Objective> Rewrite the items below with every "thickest" changed to "widest", keeping everything else the same.

Provided records>
** Start **

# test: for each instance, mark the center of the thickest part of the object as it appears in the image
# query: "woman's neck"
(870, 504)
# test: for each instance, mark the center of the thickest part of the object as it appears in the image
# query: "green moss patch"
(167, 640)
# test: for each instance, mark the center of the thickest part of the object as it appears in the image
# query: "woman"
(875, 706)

** End **

Answer>
# test: for each instance, mark the center of the widest part of the object as it appears in the image
# query: "woman's neck"
(870, 504)
# test: for each instance, mark the center of the widest part of the object as it appears in the image
# query: "green moss patch"
(167, 640)
# test: for each instance, mark the center of the widest part of the object as it appears in the image
# query: "woman"
(875, 706)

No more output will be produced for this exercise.